EXERCISE DIRECTIONS »
Word for word, repeat each entry that follows.

MATERIAL FOR THE TASK »
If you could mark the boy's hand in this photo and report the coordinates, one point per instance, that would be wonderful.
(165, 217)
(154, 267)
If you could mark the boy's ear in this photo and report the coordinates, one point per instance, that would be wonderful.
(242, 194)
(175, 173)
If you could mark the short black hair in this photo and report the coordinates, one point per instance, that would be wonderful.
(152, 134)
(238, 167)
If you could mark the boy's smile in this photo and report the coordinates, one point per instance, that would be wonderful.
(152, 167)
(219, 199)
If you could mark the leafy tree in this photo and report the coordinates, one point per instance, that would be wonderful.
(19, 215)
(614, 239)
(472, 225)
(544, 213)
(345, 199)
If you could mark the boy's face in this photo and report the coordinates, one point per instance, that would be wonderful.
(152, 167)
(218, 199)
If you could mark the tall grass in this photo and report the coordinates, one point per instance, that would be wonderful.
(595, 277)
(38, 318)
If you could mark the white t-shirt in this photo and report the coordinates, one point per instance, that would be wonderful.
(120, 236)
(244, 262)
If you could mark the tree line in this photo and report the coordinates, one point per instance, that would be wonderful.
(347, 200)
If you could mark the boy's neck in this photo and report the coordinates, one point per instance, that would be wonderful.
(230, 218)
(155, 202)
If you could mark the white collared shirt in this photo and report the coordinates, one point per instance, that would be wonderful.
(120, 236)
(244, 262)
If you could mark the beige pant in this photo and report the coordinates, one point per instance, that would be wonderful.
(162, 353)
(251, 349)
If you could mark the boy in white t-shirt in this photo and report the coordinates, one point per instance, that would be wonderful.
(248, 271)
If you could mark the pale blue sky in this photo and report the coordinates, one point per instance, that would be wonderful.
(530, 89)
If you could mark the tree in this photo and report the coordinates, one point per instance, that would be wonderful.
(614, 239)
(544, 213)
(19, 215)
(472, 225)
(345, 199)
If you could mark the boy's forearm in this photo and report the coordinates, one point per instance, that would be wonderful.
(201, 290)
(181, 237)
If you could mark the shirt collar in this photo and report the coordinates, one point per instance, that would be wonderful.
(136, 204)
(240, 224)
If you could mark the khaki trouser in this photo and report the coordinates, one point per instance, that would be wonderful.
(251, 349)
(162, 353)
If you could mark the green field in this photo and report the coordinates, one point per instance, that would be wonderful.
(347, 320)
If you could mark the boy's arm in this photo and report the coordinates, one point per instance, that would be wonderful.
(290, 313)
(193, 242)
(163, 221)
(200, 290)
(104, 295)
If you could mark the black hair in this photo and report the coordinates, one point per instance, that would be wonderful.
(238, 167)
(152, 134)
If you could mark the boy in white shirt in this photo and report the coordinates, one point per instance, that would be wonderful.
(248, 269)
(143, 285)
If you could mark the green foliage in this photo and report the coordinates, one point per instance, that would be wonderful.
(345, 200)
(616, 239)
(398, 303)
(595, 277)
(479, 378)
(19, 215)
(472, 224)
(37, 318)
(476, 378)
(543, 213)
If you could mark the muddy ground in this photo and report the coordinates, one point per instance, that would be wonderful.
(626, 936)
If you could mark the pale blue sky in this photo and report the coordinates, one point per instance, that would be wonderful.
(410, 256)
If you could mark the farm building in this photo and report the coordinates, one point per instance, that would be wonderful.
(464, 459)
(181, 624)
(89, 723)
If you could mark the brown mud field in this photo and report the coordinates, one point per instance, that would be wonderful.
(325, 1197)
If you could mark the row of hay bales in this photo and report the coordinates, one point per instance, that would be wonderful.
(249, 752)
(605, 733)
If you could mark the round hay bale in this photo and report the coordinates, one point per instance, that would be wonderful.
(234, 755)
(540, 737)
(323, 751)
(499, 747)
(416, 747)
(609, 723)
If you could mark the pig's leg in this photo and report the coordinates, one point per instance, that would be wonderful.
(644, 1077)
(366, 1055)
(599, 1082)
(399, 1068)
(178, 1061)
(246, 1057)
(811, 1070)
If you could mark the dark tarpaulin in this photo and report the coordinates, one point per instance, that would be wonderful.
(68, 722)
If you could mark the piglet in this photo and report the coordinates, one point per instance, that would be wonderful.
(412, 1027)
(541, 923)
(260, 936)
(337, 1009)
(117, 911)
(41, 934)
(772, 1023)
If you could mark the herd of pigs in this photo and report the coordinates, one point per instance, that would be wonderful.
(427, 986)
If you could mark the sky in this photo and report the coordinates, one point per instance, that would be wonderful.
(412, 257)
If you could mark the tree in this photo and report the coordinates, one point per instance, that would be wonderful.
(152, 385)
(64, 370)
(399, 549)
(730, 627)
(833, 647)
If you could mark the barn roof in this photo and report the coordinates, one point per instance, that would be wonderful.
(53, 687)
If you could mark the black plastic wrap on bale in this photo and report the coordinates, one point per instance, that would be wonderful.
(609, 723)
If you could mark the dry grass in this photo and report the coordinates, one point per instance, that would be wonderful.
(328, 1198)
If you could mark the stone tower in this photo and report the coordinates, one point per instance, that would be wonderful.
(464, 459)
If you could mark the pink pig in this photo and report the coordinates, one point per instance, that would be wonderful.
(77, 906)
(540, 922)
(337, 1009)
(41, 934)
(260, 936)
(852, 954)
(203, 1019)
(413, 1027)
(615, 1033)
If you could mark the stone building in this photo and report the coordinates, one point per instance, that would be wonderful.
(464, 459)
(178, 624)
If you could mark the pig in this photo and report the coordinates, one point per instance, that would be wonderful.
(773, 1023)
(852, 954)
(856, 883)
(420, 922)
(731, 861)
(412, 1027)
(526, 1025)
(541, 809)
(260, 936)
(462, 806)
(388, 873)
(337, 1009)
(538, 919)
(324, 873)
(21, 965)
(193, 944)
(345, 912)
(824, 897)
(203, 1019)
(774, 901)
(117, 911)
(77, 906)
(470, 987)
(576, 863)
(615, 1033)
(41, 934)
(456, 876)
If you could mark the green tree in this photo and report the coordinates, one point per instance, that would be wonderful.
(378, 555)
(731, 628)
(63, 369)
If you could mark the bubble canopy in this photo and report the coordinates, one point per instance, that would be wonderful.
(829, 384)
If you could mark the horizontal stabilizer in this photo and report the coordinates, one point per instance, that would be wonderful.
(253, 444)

ANSWER TO THIS PROBLEM »
If you could mark the boy's hand in this photo and report the coordinates, one point per instance, that would be wonderful.
(165, 217)
(154, 267)
If you could mark the boy's ear in this photo and report the coordinates, one point per instance, that would be wonderful.
(242, 194)
(175, 173)
If you could mark the short black hair in this photo and report the coordinates, one point per instance, that would be wonderful.
(152, 134)
(238, 167)
If you could mark the boy's smile in this photo and report the coordinates, one point per instance, that would be wonderful.
(152, 167)
(219, 199)
If you could mark the leafy tree in this photo and report the coordinates, one point per instance, that would be wonderful.
(19, 215)
(614, 239)
(472, 225)
(544, 213)
(345, 199)
If you could mark the boy's face in this photo and report the coordinates, one point per instance, that would be wonderful.
(152, 167)
(218, 199)
If you could mark the tall grass in this photo and report the coordinates, one point per instance, that would be wonderful.
(595, 277)
(38, 318)
If you could mark the white t-shirt in this photo and report the coordinates, one point per instance, that would be wonderful.
(120, 236)
(244, 262)
If you could mark the tree line in this photo and report the coordinates, one point per instance, that would be wonderful.
(347, 200)
If you could mark the boy's neck in this photo and report the coordinates, one point per instance, that would be wonderful.
(230, 218)
(155, 202)
If you could mark the white collared shirt in this photo and report the coordinates, one point per instance, that would be wonderful.
(120, 236)
(244, 262)
If you could mark the beige pant in this photo and report the coordinates, one point per instance, that would be wonderful.
(162, 353)
(251, 349)
If you could mark the boy in white t-shirt in this photo and report the coordinates, one point per instance, that would be wonderful.
(248, 271)
If you could mark the pale blue sky in this photo and report the coordinates, one point per instance, that would be wonderful.
(530, 89)
If you could mark the tree in this photo and report the coordinates, one point per instance, that would be wonderful.
(614, 239)
(544, 213)
(19, 215)
(472, 225)
(345, 199)
If you could mark the boy's forearm in this photo and report the coordinates, one point per instance, that would be wonderful.
(201, 290)
(181, 237)
If you could mark the shirt collar in this photo and report the coordinates, one point per instance, that would be wonderful.
(136, 204)
(240, 224)
If you could mark the khaki trouser in this photo and report the coordinates, one point per instance, that would be wonderful.
(251, 349)
(162, 353)
If you could mark the green field in this photo and report the coordinates, one point per instance, that would be wonderful.
(347, 320)
If you could mark the boy's arm in this photo and report the coordinates, one point per instance, that would be wonderful.
(290, 313)
(193, 242)
(163, 221)
(200, 290)
(104, 295)
If you could mark the black hair in this photo and report the coordinates, one point per instance, that would be wonderful.
(238, 167)
(152, 134)
If you could mark the boy in white shirt in this photo and report the coordinates, one point per instance, that would be wonderful.
(248, 269)
(143, 285)
If you could mark the green foliage in this photo and report the coordinates, one point per instance, that would be wonderful.
(345, 200)
(616, 239)
(398, 303)
(595, 277)
(479, 378)
(19, 215)
(472, 224)
(37, 318)
(476, 378)
(543, 213)
If you could mark the muddy ground in this photo and report the coordinates, one point per instance, that would be wonderful.
(626, 936)
If you could mark the pale blue sky in this photo and report the coordinates, one point per instance, that would be wonderful.
(410, 256)
If you could mark the farm building in this photo and report the coordinates, one point per instance, that would be wonderful.
(464, 459)
(181, 624)
(89, 723)
If you could mark the brown mud field in this photo and report the coordinates, one point per instance, that would be wonderful.
(325, 1197)
If you could mark the row of hay bales in this photo and report the coordinates, one point per instance, that would be wonderful.
(249, 752)
(605, 733)
If you could mark the round hay bale in this photo and report the coordinates, one point per instance, that would be wonderful.
(234, 755)
(540, 737)
(323, 751)
(499, 747)
(416, 747)
(609, 723)
If you could mark the pig's leg in this photo and report the coordinates, one point per instance, that would be wonderful.
(644, 1077)
(366, 1055)
(599, 1082)
(399, 1068)
(178, 1061)
(246, 1057)
(811, 1070)
If you could mark the dark tarpaulin in this photo and report the coordinates, one point per instance, that would be wonderful.
(68, 722)
If you could mark the piglet in this photo and report the coordinates, one point per instance, that would be wonderful.
(412, 1027)
(541, 923)
(260, 936)
(337, 1009)
(117, 911)
(41, 934)
(772, 1023)
If you could mark the herd of pigs in this photo and report the coordinates, one point per instance, that would be wonderful.
(427, 986)
If you could mark the sky in this photo and report the coordinates, one point per instance, that would be wonderful.
(412, 257)
If you could mark the tree in this photo and report the coordinates, one point per instance, that would be wonderful.
(152, 385)
(64, 370)
(399, 549)
(730, 627)
(833, 647)
If you could mark the barn roof in this photo and report the coordinates, one point per instance, that would be wonderful.
(53, 687)
If you could mark the black plastic wrap on bale in this photo and report the coordinates, one point per instance, that would be wonderful.
(609, 723)
If you could mark the dry grass in this photo and report the coordinates, one point per instance, that would be wonderful.
(328, 1198)
If you could mark the stone tower in this photo and report the coordinates, one point per instance, that would be wonderful.
(464, 459)
If you could mark the pink pig in this photo and report the coordinates, one point per instance, that would be wonderful.
(77, 906)
(540, 922)
(337, 1009)
(41, 934)
(260, 936)
(852, 954)
(203, 1019)
(413, 1027)
(615, 1033)
If you could mark the stone building in this photo and report the coordinates, one point per instance, that would be wonderful.
(464, 459)
(178, 624)
If you could mark the pig in this photo and report the coordinates, one point per instance, that would be wonderful.
(773, 1023)
(852, 954)
(856, 883)
(420, 922)
(731, 861)
(412, 1027)
(526, 1025)
(541, 809)
(260, 936)
(462, 806)
(388, 873)
(337, 1009)
(538, 919)
(324, 873)
(21, 965)
(193, 944)
(345, 912)
(824, 897)
(203, 1019)
(774, 901)
(117, 911)
(77, 906)
(470, 987)
(576, 863)
(615, 1033)
(41, 934)
(456, 876)
If you could mark the green tree in this photo and report the coordinates, one point per instance, that would be wonderful.
(378, 555)
(731, 628)
(63, 369)
If you could mark the bubble canopy in this photo and report the coordinates, one point per instance, that would be wonderful.
(829, 384)
If you could mark the horizontal stabilizer in this photo and report the coordinates, one point per instance, that would be wonderful.
(253, 444)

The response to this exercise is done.